§ **PROVIDED RECORDS**
*-*-*
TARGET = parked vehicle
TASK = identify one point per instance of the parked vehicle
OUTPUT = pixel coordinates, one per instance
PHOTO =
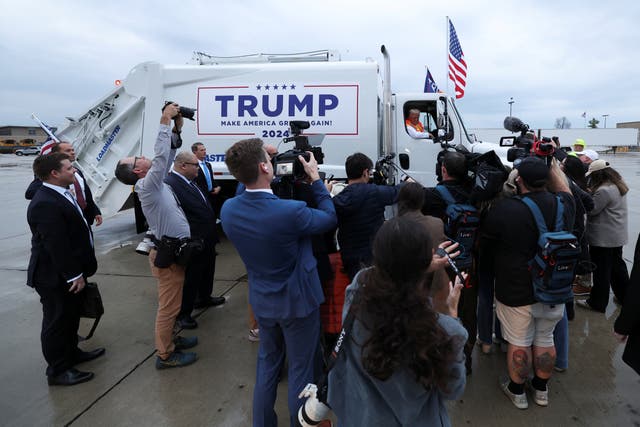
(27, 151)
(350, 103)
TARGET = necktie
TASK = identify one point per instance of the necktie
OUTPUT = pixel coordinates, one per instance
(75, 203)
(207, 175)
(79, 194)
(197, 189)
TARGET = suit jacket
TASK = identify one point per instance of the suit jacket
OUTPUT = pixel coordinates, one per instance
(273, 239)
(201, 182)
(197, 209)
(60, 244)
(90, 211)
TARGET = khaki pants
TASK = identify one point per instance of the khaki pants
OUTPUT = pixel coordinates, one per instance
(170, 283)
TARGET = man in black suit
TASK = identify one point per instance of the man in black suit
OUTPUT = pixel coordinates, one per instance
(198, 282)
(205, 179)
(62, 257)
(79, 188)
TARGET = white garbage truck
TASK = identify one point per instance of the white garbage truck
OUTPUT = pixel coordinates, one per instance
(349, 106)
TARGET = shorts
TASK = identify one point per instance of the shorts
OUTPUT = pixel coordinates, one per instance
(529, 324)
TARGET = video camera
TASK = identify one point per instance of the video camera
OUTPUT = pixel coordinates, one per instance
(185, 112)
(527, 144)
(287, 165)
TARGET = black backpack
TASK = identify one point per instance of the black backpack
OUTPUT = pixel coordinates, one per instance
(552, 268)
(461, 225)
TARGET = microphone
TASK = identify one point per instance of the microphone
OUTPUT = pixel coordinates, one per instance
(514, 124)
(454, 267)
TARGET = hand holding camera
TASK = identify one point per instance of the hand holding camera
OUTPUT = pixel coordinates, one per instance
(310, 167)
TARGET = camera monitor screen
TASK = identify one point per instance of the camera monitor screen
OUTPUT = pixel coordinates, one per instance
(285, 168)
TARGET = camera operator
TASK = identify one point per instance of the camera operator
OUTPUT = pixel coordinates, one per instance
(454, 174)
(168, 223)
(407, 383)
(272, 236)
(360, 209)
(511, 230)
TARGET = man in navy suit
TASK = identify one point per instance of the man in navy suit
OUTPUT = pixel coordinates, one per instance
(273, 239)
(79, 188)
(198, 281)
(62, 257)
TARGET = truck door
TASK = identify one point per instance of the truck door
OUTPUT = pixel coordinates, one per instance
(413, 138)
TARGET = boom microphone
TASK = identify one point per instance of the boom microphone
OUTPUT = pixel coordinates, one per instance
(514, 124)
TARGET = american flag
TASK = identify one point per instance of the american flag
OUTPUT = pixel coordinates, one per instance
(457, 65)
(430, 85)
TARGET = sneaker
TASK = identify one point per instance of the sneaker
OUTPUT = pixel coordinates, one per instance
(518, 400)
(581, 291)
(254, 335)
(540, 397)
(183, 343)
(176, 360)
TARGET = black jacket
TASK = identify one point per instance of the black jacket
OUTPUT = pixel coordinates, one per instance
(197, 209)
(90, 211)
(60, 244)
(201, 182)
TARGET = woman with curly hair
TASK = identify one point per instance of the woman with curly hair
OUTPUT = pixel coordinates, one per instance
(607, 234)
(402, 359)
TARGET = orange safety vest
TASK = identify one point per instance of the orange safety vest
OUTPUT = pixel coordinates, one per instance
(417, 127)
*-*-*
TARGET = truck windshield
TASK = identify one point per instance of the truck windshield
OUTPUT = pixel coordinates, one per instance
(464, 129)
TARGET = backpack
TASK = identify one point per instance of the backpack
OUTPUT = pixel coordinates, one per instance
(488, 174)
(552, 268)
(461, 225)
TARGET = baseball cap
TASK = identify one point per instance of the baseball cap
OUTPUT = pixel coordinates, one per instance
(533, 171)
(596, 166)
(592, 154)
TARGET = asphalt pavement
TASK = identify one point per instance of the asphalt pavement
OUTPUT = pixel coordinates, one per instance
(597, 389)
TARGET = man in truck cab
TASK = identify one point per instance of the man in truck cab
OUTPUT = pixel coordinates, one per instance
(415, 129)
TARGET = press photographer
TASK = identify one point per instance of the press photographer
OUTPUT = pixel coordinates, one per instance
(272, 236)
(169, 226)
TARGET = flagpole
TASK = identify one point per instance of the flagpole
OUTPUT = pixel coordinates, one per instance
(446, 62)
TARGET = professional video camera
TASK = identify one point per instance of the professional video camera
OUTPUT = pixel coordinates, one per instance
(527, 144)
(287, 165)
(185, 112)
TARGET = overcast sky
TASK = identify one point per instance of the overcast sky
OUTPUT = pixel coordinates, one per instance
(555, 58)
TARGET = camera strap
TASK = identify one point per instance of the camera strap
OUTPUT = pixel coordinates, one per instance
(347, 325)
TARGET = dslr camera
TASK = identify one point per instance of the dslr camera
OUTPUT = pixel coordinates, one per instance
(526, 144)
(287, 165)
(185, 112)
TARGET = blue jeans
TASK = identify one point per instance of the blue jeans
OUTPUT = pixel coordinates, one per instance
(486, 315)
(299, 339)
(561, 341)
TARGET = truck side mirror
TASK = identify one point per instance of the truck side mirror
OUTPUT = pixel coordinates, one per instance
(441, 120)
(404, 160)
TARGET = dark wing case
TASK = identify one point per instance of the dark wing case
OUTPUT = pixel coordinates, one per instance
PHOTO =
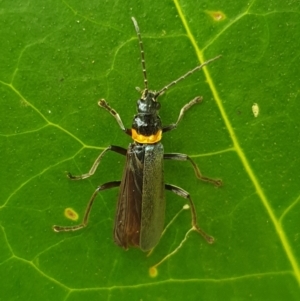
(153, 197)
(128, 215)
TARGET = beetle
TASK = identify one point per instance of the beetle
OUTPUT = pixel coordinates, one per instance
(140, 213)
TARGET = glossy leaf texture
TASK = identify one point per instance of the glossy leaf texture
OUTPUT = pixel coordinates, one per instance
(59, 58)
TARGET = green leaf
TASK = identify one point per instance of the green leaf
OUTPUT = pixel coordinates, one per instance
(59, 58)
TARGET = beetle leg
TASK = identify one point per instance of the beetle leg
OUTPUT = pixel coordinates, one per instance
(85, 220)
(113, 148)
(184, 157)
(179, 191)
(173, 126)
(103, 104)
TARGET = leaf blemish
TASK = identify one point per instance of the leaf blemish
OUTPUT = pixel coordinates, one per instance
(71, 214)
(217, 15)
*-*-*
Send back an exact copy of only the lines from the line with "TARGET = video camera" up to and including the line with "TARGET = boom microphone" in the data above.

§ **COMPLETED TASK**
TARGET = video camera
TASK = identify one point per instance of the video camera
OUTPUT = pixel coordinates, one per instance
(185, 112)
(527, 144)
(287, 165)
TARGET = black backpack
TASK = identify one point per instance of the black backpack
OUTPUT = pixel coordinates, one per instance
(552, 268)
(461, 225)
TARGET = microphone
TASK = identify one point per instance of the microphone
OUTPUT = pixel coordinates, one per instance
(514, 124)
(454, 267)
TARGET = hand holding camera
TASK = identify one point per instance of the hand holding camera
OUTPUT = pixel coordinates, one per instance
(310, 167)
TARGET = camera monitor screen
TASK = identify one point per instance of the camera monitor screen
OUTPUT = pixel coordinates, one per instance
(285, 168)
TARGET = camera operator
TASK = identify one point per instance of the camera operator
OUTPUT = pixel coordinates, one per instance
(454, 174)
(168, 223)
(407, 383)
(272, 236)
(360, 209)
(511, 230)
TARGET = man in navy suit
TASK = identify one point per instance of the man in navy suit
OUTPUT = pixel coordinates, one per instance
(273, 239)
(79, 188)
(198, 281)
(62, 257)
TARGET = truck door
TASK = identify one point per instance of the truck door
OUTPUT = pixel coordinates, one per instance
(413, 138)
TARGET = boom microphone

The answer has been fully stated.